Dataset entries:
::::::

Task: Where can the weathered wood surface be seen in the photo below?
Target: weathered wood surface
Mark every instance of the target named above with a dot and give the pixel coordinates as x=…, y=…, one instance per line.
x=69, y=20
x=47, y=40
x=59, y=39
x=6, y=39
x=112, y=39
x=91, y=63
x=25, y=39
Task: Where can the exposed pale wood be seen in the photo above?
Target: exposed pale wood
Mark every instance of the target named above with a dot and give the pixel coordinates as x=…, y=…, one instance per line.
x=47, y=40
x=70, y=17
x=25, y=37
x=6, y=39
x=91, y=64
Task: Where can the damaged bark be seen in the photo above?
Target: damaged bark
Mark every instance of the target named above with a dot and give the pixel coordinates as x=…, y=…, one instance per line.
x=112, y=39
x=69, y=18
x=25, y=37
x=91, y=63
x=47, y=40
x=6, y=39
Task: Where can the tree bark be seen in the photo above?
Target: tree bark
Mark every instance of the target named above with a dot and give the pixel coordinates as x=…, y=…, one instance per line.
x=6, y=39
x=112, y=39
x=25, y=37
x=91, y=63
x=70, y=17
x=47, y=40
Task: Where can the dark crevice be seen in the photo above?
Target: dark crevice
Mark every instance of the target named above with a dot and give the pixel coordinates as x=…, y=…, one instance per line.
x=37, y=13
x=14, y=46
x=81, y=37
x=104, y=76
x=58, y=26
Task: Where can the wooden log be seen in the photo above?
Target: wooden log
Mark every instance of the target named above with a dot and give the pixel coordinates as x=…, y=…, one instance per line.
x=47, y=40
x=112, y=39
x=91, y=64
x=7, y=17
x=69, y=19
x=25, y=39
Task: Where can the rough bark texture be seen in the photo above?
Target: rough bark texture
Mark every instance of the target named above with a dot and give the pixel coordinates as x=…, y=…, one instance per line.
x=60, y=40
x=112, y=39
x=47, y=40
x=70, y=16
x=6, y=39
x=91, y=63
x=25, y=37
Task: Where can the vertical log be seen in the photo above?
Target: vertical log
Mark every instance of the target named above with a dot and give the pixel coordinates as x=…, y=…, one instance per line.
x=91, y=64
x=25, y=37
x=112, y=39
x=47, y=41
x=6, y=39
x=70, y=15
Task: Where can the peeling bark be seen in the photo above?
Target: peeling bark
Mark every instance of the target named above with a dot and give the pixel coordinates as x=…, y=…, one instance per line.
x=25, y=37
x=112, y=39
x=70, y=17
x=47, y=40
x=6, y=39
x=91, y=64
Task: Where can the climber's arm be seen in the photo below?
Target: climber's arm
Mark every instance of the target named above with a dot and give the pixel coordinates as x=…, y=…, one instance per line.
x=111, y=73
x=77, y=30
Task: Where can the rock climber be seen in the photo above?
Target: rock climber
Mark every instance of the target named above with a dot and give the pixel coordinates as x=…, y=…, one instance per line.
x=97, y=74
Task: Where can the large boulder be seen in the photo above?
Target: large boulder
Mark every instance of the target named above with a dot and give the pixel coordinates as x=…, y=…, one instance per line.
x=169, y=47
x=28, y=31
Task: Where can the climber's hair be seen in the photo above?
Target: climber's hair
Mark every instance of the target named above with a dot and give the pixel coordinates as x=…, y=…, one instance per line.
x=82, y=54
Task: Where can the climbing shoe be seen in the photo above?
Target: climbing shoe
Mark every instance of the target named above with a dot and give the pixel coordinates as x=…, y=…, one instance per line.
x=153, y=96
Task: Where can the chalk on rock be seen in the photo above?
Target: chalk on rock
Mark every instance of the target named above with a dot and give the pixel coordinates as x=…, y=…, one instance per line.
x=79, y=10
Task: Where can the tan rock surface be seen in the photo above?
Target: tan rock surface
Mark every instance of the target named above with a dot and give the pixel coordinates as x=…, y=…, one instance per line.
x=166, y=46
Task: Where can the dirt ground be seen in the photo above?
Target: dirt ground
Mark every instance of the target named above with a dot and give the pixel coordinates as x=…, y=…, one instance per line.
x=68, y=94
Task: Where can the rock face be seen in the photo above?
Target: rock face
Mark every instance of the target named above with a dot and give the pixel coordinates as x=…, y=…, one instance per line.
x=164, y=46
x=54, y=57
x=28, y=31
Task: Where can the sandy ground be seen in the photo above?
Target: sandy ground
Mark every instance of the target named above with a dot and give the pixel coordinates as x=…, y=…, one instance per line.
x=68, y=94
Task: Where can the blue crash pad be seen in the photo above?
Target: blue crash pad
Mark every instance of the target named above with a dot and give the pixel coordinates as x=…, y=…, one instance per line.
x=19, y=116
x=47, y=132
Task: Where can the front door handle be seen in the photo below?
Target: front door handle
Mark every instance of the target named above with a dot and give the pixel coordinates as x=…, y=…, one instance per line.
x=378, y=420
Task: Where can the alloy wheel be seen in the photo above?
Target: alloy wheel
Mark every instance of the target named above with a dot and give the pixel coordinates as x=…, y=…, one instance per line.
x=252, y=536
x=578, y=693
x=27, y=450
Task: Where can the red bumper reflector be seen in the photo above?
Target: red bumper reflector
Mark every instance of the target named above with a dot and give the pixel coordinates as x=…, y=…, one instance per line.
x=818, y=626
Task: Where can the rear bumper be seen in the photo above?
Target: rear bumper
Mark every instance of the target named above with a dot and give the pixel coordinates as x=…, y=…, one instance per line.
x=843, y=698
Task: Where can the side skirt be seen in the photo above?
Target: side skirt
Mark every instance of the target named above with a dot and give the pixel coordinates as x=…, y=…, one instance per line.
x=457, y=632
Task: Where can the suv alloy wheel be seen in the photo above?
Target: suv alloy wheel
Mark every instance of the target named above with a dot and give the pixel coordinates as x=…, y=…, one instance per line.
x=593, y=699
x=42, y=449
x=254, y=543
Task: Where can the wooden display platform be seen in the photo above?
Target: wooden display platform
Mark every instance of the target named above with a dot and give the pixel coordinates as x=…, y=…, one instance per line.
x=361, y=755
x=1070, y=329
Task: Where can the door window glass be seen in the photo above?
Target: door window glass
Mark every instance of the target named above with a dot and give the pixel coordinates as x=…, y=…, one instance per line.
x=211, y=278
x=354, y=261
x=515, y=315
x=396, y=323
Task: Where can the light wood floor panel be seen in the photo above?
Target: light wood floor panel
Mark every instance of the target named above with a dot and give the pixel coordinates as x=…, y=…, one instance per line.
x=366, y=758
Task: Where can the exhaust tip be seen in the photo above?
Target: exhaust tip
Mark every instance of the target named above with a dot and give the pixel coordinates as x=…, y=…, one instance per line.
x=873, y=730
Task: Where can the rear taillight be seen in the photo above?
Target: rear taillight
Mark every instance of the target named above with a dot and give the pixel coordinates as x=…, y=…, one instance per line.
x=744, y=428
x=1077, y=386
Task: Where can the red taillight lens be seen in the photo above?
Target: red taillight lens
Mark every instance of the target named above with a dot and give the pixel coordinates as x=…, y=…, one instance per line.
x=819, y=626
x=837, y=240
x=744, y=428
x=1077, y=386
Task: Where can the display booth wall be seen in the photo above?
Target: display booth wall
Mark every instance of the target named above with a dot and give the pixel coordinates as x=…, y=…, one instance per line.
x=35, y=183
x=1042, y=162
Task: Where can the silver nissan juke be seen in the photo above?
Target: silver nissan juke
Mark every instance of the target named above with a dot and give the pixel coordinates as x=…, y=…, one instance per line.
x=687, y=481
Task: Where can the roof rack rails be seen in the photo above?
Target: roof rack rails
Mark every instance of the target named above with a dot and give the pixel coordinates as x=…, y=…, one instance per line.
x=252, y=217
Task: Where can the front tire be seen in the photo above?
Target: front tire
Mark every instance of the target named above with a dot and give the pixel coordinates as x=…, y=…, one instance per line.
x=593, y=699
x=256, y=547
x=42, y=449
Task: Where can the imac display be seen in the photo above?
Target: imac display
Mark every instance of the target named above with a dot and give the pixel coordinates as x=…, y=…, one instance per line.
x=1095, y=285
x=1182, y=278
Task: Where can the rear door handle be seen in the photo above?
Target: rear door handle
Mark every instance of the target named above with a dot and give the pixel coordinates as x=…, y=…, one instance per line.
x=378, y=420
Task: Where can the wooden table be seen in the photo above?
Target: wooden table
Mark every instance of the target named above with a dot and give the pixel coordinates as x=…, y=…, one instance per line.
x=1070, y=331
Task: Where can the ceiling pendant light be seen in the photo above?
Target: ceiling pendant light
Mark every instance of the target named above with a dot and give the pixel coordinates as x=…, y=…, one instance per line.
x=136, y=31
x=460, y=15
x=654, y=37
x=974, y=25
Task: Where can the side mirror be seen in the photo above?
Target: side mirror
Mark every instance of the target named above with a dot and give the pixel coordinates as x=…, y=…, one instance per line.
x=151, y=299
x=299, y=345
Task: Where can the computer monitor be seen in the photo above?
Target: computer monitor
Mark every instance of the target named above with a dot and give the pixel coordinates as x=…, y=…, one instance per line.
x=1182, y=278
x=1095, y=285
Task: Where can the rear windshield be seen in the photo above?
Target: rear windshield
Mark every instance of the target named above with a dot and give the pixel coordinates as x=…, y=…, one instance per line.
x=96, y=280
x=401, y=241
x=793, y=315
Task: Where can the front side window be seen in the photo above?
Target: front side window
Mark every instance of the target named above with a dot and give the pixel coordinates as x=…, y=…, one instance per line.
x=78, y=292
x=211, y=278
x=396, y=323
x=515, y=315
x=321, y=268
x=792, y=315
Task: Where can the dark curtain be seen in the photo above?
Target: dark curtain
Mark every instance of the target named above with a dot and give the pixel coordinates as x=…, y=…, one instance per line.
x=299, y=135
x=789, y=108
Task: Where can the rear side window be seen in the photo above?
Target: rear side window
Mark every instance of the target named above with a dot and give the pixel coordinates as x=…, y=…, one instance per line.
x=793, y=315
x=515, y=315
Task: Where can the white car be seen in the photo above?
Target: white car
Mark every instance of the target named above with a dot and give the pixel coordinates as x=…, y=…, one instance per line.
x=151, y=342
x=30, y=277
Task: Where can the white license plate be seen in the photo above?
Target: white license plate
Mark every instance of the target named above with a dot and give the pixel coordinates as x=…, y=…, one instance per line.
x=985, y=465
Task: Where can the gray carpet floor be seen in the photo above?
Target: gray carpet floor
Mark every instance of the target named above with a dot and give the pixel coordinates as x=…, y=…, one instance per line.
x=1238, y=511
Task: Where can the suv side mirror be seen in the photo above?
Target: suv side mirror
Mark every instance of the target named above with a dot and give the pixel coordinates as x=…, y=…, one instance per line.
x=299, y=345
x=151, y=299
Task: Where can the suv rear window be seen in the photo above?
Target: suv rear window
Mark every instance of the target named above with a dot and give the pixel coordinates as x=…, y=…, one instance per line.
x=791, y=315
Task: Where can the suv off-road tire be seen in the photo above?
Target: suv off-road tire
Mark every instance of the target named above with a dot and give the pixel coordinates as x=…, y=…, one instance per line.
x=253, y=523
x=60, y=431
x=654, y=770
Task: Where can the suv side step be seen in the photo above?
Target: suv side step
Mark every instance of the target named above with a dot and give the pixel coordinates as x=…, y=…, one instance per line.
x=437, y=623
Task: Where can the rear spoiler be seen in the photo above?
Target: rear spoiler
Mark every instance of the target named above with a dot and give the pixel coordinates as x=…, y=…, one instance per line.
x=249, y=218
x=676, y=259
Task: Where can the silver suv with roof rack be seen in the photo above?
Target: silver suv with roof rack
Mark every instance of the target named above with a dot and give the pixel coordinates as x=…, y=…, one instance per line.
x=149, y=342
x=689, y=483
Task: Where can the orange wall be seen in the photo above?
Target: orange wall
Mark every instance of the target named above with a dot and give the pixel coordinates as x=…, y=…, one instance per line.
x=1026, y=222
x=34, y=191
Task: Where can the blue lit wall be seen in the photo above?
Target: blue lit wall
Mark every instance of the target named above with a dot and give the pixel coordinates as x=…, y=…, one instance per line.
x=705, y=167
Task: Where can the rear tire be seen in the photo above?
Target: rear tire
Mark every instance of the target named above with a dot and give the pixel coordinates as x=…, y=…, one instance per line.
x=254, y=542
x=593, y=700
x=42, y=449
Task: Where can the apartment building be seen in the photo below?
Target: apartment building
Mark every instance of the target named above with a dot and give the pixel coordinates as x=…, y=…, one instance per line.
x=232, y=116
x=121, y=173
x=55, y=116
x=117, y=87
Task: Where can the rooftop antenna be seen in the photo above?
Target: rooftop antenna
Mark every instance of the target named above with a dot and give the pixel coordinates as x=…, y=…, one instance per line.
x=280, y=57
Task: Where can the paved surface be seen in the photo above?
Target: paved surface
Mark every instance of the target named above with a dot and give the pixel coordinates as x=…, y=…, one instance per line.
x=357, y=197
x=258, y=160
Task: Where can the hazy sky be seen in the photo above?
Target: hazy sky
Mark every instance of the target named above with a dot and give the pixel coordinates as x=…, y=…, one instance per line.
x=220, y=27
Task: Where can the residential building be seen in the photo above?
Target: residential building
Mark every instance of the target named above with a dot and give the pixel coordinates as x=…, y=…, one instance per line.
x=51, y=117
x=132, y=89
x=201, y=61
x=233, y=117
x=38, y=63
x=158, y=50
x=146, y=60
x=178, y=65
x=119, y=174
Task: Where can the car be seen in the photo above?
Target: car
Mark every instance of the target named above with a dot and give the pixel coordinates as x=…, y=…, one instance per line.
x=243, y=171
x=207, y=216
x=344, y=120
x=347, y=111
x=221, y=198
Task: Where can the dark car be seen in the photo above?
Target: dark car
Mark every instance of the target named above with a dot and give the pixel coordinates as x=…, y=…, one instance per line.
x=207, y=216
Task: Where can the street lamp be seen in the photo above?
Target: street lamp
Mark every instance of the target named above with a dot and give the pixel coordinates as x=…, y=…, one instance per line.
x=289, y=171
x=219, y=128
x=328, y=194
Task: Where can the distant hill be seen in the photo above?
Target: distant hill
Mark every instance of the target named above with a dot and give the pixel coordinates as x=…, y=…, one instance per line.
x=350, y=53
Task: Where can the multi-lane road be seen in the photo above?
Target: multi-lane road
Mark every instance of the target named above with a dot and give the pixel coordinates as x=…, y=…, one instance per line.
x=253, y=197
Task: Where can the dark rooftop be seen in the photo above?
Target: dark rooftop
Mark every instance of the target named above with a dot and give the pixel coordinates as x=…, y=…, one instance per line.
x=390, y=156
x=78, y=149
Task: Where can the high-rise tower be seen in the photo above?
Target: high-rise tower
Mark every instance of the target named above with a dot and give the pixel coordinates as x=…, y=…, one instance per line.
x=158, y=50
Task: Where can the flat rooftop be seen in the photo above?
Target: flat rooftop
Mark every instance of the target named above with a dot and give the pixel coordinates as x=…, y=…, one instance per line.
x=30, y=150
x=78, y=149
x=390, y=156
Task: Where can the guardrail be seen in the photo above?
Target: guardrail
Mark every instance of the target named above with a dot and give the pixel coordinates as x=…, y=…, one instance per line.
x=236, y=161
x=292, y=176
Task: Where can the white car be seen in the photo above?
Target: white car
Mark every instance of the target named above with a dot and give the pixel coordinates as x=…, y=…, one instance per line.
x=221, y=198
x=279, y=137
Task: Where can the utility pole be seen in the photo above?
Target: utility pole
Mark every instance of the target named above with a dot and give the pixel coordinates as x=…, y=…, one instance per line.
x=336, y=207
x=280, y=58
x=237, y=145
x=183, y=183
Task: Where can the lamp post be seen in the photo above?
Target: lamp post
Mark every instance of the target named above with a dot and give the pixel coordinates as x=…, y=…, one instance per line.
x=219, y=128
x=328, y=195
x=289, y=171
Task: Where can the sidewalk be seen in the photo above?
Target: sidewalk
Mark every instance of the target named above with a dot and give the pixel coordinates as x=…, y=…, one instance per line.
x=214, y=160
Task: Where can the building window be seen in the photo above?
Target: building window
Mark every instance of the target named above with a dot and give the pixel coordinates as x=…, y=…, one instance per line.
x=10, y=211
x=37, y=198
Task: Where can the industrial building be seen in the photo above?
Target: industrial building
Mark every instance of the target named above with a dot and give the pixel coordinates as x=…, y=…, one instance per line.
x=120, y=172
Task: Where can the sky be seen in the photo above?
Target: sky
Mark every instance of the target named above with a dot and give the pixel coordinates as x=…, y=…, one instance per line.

::::::

- [Instructions for the task] If a line comes after the one containing "Target: rough bark texture", leave it out; set down every line of the data before it, and that line itself, exactly.

- [Answer to the exercise]
Task: Where can the weathered wood surface be seen in the photo below?
Target: weathered wood surface
Mark every instance of the target named above with a dot and give the pixel coordinates as x=…, y=…, one instance per line.
x=69, y=20
x=47, y=40
x=59, y=39
x=6, y=39
x=112, y=39
x=91, y=63
x=25, y=39
Task: Where can the exposed pale wood be seen in the photo above?
Target: exposed pale wood
Mark every instance of the target named above with a dot and give the pixel coordinates as x=…, y=…, one instance per line.
x=47, y=40
x=70, y=17
x=25, y=37
x=6, y=39
x=91, y=64
Task: Where can the damaged bark be seen in the photo above?
Target: damaged bark
Mark every instance of the target named above with a dot and give the pixel coordinates as x=…, y=…, one instance per line.
x=112, y=39
x=69, y=18
x=25, y=37
x=91, y=63
x=47, y=40
x=6, y=39
Task: Where can the tree bark be seen in the photo above?
Target: tree bark
Mark every instance of the target named above with a dot and give the pixel coordinates as x=…, y=…, one instance per line.
x=6, y=39
x=112, y=39
x=25, y=37
x=91, y=63
x=70, y=17
x=47, y=40
Task: Where can the dark crevice be seen in the photo above?
Target: dark crevice
Mark every instance of the target named above with a dot and give the pixel coordinates as x=…, y=…, one instance per line.
x=37, y=13
x=14, y=46
x=81, y=37
x=104, y=76
x=58, y=26
Task: Where can the wooden log be seen in the photo above?
Target: wooden log
Mark every instance of the target named above with a dot and give the pixel coordinates as x=…, y=…, one instance per line.
x=47, y=40
x=112, y=39
x=91, y=64
x=7, y=17
x=69, y=19
x=25, y=39
Task: Where can the rough bark texture be seen in the photo above?
Target: rough bark texture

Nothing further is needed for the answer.